((
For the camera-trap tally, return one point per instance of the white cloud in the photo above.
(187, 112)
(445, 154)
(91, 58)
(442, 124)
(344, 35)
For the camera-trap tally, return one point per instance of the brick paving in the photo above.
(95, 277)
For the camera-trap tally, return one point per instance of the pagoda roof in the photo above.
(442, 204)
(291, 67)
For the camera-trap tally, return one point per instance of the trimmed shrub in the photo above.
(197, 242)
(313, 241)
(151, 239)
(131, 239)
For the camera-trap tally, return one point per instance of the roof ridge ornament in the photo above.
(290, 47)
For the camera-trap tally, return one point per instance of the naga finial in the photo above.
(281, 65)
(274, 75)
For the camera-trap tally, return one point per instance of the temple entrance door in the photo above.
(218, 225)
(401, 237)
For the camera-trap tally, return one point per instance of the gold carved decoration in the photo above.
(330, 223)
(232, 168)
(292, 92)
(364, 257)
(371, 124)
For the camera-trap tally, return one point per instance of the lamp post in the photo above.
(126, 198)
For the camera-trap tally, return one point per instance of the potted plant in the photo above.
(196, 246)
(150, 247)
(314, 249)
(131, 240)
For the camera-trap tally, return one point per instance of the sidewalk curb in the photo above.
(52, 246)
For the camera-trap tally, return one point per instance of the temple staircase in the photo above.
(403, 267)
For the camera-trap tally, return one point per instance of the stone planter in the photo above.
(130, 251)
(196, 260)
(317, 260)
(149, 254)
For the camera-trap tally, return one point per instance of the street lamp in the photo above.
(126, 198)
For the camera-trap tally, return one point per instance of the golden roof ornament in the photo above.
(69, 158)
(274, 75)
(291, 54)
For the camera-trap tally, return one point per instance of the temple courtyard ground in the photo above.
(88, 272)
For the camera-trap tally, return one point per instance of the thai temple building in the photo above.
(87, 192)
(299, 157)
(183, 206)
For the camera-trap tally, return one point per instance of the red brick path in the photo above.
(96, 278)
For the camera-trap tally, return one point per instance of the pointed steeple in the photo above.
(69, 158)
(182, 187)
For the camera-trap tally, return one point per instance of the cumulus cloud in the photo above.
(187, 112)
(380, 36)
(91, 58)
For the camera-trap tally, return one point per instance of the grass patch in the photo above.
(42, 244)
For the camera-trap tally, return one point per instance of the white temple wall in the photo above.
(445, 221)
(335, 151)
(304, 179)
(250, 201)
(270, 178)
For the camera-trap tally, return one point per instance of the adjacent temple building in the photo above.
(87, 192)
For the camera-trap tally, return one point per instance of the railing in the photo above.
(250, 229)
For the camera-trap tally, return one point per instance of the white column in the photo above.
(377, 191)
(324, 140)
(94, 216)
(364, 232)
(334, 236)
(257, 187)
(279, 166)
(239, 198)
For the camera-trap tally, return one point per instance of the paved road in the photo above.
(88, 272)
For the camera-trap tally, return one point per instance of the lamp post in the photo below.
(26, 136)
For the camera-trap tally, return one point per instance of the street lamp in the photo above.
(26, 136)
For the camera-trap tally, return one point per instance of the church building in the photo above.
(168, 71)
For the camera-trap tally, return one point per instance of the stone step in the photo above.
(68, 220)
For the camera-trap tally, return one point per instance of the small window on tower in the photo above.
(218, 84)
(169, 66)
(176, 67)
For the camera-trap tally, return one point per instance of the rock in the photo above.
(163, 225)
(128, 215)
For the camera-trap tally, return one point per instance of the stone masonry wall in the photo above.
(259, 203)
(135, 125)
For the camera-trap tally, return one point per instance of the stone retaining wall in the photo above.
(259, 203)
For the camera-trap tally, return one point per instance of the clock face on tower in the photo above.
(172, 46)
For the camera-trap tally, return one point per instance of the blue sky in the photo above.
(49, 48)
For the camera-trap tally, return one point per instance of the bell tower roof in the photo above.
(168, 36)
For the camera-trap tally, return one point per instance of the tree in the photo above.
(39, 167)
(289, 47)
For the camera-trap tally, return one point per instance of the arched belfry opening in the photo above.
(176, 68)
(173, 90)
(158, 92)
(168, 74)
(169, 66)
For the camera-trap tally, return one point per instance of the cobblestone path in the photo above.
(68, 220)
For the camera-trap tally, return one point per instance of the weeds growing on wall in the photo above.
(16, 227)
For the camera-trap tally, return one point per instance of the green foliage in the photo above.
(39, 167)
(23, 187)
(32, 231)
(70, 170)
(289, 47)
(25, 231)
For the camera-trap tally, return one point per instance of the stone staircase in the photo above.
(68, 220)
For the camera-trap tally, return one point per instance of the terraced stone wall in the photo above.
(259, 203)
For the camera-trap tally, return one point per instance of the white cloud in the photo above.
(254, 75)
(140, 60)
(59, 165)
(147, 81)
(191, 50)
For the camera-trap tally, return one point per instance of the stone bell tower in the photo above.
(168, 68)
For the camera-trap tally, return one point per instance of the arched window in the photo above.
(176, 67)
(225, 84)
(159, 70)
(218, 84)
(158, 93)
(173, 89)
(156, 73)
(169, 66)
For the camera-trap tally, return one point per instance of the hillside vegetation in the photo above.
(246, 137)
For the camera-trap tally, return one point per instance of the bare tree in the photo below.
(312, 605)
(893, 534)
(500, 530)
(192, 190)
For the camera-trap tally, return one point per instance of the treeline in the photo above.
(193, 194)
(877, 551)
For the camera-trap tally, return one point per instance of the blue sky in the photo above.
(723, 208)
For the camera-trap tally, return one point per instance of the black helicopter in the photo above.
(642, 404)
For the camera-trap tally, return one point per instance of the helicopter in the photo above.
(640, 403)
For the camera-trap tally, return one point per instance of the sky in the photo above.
))
PROBLEM TO WORK ON: Transcribe the material above word for word.

SOLUTION TO THIS TASK:
For the camera-trap tally, return one point per instance of the white cloud in the photo above.
(187, 112)
(445, 154)
(91, 58)
(442, 124)
(344, 35)
For the camera-trap tally, return one point per instance of the brick paving in the photo above.
(95, 277)
For the camera-trap tally, return one point per instance of the pagoda roof in the photo above.
(442, 204)
(291, 67)
For the camera-trap tally, return one point per instance of the trimmed shrub in the photo above.
(197, 242)
(313, 241)
(151, 239)
(131, 239)
For the camera-trap tally, return one point per instance of the roof ridge ornament in the photo above.
(290, 47)
For the camera-trap tally, return one point per instance of the naga finial in the photo above.
(281, 65)
(274, 75)
For the camera-trap tally, return one point per instance of the temple entrance door in the photo above.
(218, 225)
(401, 237)
For the camera-trap tally, return one point per instance of the gold carved decoration in the photo above.
(330, 223)
(232, 168)
(292, 92)
(364, 257)
(371, 124)
For the camera-trap tally, return one point per instance of the lamp post in the photo above.
(126, 198)
For the camera-trap tally, return one point per instance of the potted plant in the photo above.
(196, 246)
(150, 247)
(314, 249)
(131, 240)
For the camera-trap tally, return one point per instance of the sidewalk curb in the photo above.
(52, 246)
For the camera-trap tally, return one point per instance of the temple staircase in the photo above.
(403, 267)
For the camera-trap tally, return one point per instance of the stone planter in the photo above.
(130, 251)
(196, 260)
(317, 260)
(149, 254)
For the camera-trap tally, return one point per instance of the street lamp in the photo above.
(126, 198)
For the camera-trap tally, return one point per instance of the golden roof ornament in the photo above.
(69, 158)
(274, 75)
(291, 54)
For the camera-trap tally, return one point per instance of the temple courtyard ground in the photo above.
(88, 272)
For the camera-trap tally, return one point per instance of the thai temple building in the photo above.
(87, 192)
(299, 157)
(183, 206)
For the camera-trap tally, return one point per instance of the red brick path in the photo above.
(96, 278)
For the camera-trap tally, return one point per instance of the pointed steeple in the photo above.
(69, 158)
(182, 187)
For the camera-trap tally, return one point per instance of the cumulus cloud in the photo above.
(187, 112)
(380, 36)
(91, 58)
For the camera-trap tally, return one point per instance of the grass patch in the photo above.
(42, 244)
For the camera-trap tally, return one point per instance of the white temple wall in the photo above.
(445, 221)
(335, 151)
(304, 179)
(250, 201)
(270, 178)
For the camera-trap tally, return one point per instance of the adjacent temple building in the photo above.
(87, 192)
For the camera-trap tally, return one point per instance of the railing in the photo above.
(250, 229)
For the camera-trap tally, return one point per instance of the white column in the photo above.
(377, 191)
(324, 140)
(94, 216)
(364, 232)
(334, 236)
(257, 187)
(279, 166)
(239, 198)
For the camera-trap tally, return one point per instance of the paved road in the photo above.
(88, 272)
For the camera-trap tally, return one point per instance of the lamp post in the photo below.
(26, 136)
For the camera-trap tally, return one point per instance of the street lamp in the photo above.
(26, 136)
For the camera-trap tally, return one point per instance of the church building in the photo above.
(168, 71)
For the camera-trap tally, return one point per instance of the stone step in the photo above.
(68, 220)
For the camera-trap tally, return one point per instance of the small window on tower in the photo above.
(218, 84)
(169, 66)
(176, 67)
For the camera-trap tally, return one point per instance of the rock in the photo above.
(163, 225)
(128, 215)
For the camera-trap tally, return one point per instance of the stone masonry wall in the photo above.
(259, 203)
(135, 125)
For the camera-trap tally, return one point per instance of the stone retaining wall in the photo above.
(259, 203)
For the camera-trap tally, return one point per instance of the clock face on tower in the photo above.
(172, 46)
For the camera-trap tally, return one point per instance of the blue sky in the photo above.
(49, 48)
For the camera-trap tally, return one point per instance of the bell tower roof in the photo above.
(168, 36)
For the camera-trap tally, return one point per instance of the tree in the photo above.
(39, 167)
(289, 47)
For the camera-trap tally, return one point per instance of the arched belfry opening in the photo above.
(176, 68)
(173, 90)
(158, 92)
(168, 74)
(169, 66)
For the camera-trap tally, return one point per instance of the cobblestone path in the photo above.
(68, 220)
For the camera-trap tally, return one point per instance of the weeds growing on wall in the photo above.
(16, 227)
For the camera-trap tally, return one point per instance of the green foliage in the photo above.
(39, 167)
(23, 187)
(32, 231)
(70, 170)
(289, 47)
(25, 231)
For the camera-trap tally, return one point per instance of the stone staircase in the photo above.
(68, 220)
For the camera-trap tally, return one point per instance of the terraced stone wall in the photo above.
(259, 203)
For the camera-trap tally, return one point per instance of the white cloud in the photo above.
(254, 75)
(140, 60)
(59, 165)
(147, 81)
(191, 50)
For the camera-trap tally, return one point per instance of the stone bell tower in the photo above.
(168, 68)
For the camera-trap tally, return one point per instance of the arched window in the photo above.
(176, 67)
(225, 84)
(159, 70)
(218, 84)
(158, 93)
(173, 89)
(156, 73)
(169, 66)
For the camera-trap tally, return one point per instance of the hillside vegetation in the photo above.
(246, 137)
For the camera-trap tally, return one point per instance of the bare tree in the photo below.
(312, 605)
(893, 534)
(500, 530)
(192, 190)
For the camera-trap tally, return one point per instance of the treeline in the photo above.
(193, 194)
(877, 551)
For the camera-trap tally, return one point per instance of the blue sky in the photo above.
(723, 208)
For the camera-trap tally, return one point per instance of the black helicopter in the photo above.
(642, 404)
For the camera-trap tally, return one point per instance of the helicopter in the photo above.
(640, 403)
For the camera-trap tally, return one point per instance of the sky in the photo above.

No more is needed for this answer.